**Extracted records**.
########################################

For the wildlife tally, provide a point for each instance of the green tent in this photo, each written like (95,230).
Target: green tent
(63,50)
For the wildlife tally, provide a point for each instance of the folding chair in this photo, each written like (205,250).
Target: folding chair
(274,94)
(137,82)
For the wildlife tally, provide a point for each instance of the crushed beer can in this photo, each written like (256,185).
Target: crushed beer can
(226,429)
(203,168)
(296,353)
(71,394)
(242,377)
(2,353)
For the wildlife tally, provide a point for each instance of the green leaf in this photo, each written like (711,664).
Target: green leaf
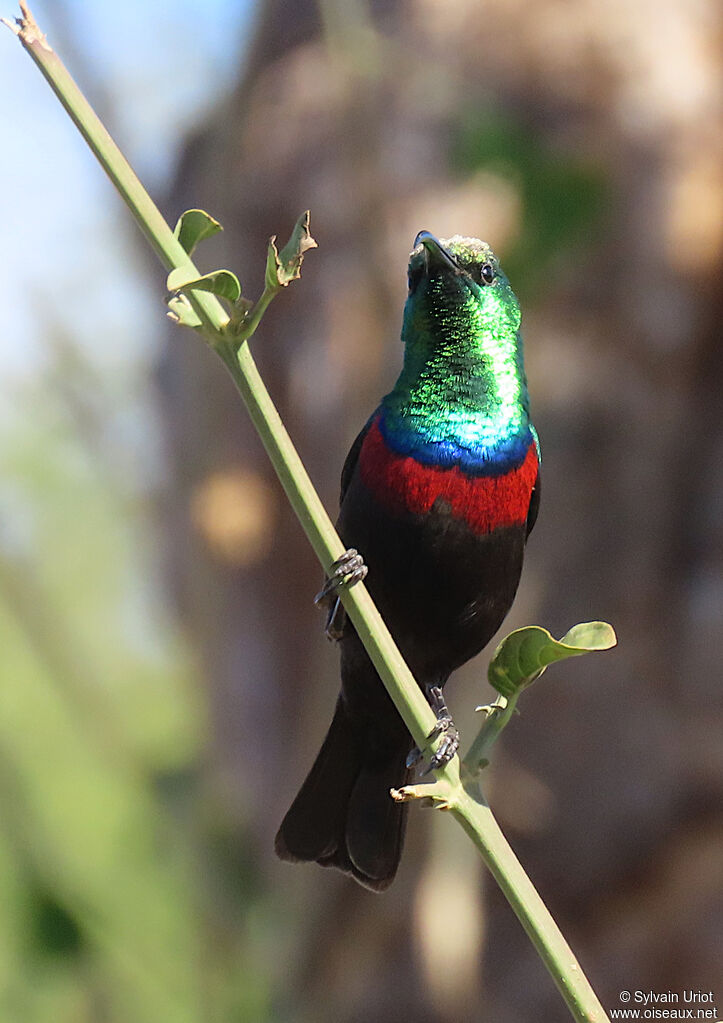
(221,282)
(285,266)
(524,655)
(182,312)
(193,226)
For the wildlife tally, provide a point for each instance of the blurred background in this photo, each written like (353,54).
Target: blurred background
(165,677)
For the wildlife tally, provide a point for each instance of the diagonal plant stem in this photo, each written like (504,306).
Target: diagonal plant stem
(464,801)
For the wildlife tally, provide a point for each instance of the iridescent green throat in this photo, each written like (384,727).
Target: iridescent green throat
(461,397)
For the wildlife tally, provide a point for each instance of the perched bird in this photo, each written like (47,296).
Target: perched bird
(439,494)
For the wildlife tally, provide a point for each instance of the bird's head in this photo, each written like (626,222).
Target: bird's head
(457,288)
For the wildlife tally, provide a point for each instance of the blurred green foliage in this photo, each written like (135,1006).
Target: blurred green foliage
(100,735)
(562,195)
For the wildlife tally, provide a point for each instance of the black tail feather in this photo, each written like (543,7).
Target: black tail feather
(344,815)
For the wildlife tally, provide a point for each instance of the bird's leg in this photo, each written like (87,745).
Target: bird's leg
(445,726)
(346,571)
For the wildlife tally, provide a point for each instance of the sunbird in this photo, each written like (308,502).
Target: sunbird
(440,492)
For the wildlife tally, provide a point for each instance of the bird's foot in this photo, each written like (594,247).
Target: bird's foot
(445,726)
(347,570)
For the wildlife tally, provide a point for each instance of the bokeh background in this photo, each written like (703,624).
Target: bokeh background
(165,677)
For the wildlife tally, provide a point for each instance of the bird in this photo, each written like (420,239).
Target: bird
(439,494)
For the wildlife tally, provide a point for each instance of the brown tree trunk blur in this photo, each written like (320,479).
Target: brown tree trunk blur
(608,783)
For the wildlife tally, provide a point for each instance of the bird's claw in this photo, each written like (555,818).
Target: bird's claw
(445,726)
(346,571)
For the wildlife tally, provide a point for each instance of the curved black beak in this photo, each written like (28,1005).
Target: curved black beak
(436,254)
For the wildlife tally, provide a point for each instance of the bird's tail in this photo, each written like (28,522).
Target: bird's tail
(344,815)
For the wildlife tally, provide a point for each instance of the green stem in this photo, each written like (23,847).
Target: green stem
(465,802)
(498,716)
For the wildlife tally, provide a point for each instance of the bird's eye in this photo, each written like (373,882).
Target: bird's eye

########################################

**Task to complete**.
If pictures are present, they are dropped, and the entries above are written out word for word.

**Exercise answer**.
For the wildlife tally, provide a point for each instance of the green tent in this photo, each written like (95,230).
Target: green tent
(63,50)
For the wildlife tally, provide a point for each instance of the folding chair in this photo, each written like (205,250).
Target: folding chair
(274,94)
(137,82)
For the wildlife tally, provide a point for each instance of the crushed beer can in this photo, each written like (256,185).
Target: crushed beer can
(226,429)
(203,168)
(296,353)
(71,394)
(242,377)
(2,353)
For the wildlife tally, provide a point for each instance of the green leaf in this photo, each written like (711,664).
Target: green leaf
(221,282)
(285,266)
(524,655)
(182,312)
(193,226)
For the wildlife tally, provide a point for each instance of the blurred background in this photo, each written like (353,54).
Target: blurred background
(165,677)
For the wildlife tally, provide a point for each instance of the diagonal plant stem in this photo, each written like (504,306).
Target: diagonal plant stem
(464,801)
For the wildlife tally, provide a point for each instance of the iridescent green throat in this photo, each written like (384,727).
Target: iridescent green throat
(461,397)
For the wildlife tally, provide a point for each instance of the perched bird in this photo, each written like (47,296).
Target: perched bird
(439,494)
For the wildlife tally, provide a point for each instance of the bird's head in this photo, each written like (626,222).
Target: bird's head
(457,288)
For the wildlife tally, provide a point for each instance of the blurred green foliage in this photo, each written like (135,1006).
Target: blurred green foliage
(100,735)
(562,195)
For the wildlife tally, provide a point for each instance of the black tail feather in this photo, each written like (543,7).
Target: black tail feather
(344,815)
For the wildlife tally, provide a point for each instance of the bird's leg in this photo, each written like (87,745).
Target: bird's leg
(445,726)
(346,571)
For the wildlife tally, provide a point for each instance of the sunbird in this photo, each written like (308,502).
Target: sunbird
(440,492)
For the wildlife tally, provide a point for each instance of the bird's foot in this photo, each written like (594,247).
Target: bird's foot
(445,726)
(347,570)
For the wildlife tally, provide a point for each instance of the bokeh background in this photo, each written like (703,624).
Target: bokeh background
(165,677)
For the wildlife tally, provide a point for each instance of the bird in this photo, each written like (420,239).
Target: bird
(439,494)
For the wildlife tally, provide a point for each instance of the brown tree trunk blur in this photo, each written like (320,479).
Target: brown tree trunk blur
(608,783)
For the wildlife tally, provide a point for each instance of the bird's claw in this photo, each written like (555,818).
Target: bird's claw
(445,726)
(346,571)
For the wildlife tally, provide a point for each instance of the curved black beak in this photo, each written like (28,1005).
Target: curved black beak
(436,254)
For the wildlife tally, provide a point for each instance of the bird's tail in this photo, each written like (28,522).
Target: bird's tail
(344,815)
For the wildlife tally, provide a point for each instance of the green stem in this photo, each written like (23,847).
Target: green stem
(465,802)
(498,716)
For the wildlife tally, provide a point for each instance of the bird's eye in this photo, each written like (373,882).
Target: bird's eye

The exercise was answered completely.